**The input:**
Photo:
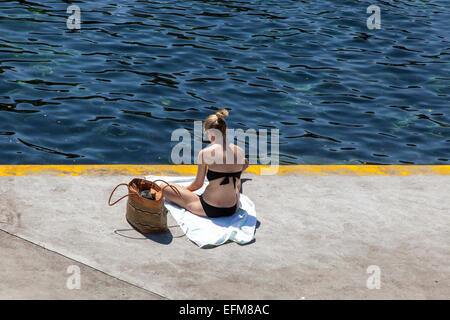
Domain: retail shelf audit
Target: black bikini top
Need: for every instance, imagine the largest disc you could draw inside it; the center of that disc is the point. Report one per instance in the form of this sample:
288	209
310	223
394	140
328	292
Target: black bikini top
212	175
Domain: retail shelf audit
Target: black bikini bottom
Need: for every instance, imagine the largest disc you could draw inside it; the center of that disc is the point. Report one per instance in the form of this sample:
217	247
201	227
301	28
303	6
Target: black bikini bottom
215	212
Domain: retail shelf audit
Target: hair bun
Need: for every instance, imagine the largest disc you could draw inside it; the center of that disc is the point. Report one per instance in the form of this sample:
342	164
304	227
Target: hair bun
222	113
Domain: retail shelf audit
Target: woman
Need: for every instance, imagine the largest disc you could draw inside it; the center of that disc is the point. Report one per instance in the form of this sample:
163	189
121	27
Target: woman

**Exercise details:** What the response needs is every entry, repeated exactly, and none of the pictures.

**Output of the exercise:**
Photo:
Domain: retail shelf audit
Target: black bikini top
Need: for every instance, imagine the largest disc you could draw inside it; the center of that disc is the point. Report one per instance in the form of this sample:
288	209
310	223
394	140
328	292
Target: black bikini top
212	175
Domain: retail shelf audit
Target: black bikini bottom
Need: for every instance, imagine the largest disc you could draw inside it; the center of that disc is the point. Report one per instance in the form of this sample:
217	247
201	227
301	28
303	6
Target: black bikini bottom
215	212
Domain: retail shelf audit
Target: hair bun
Need: for every instance, imagine the largest disc you could draw inside it; the center of that disc is the point. Report one per instance in the form of this sample:
342	164
304	227
Target: hair bun
222	113
Domain: retail shelf audit
Target: woman
Need: for every instance, imagine the largest disc you could draw inside it; the center of that disc is the point. Report one per instance in the form of this sample:
163	189
121	27
Target: woman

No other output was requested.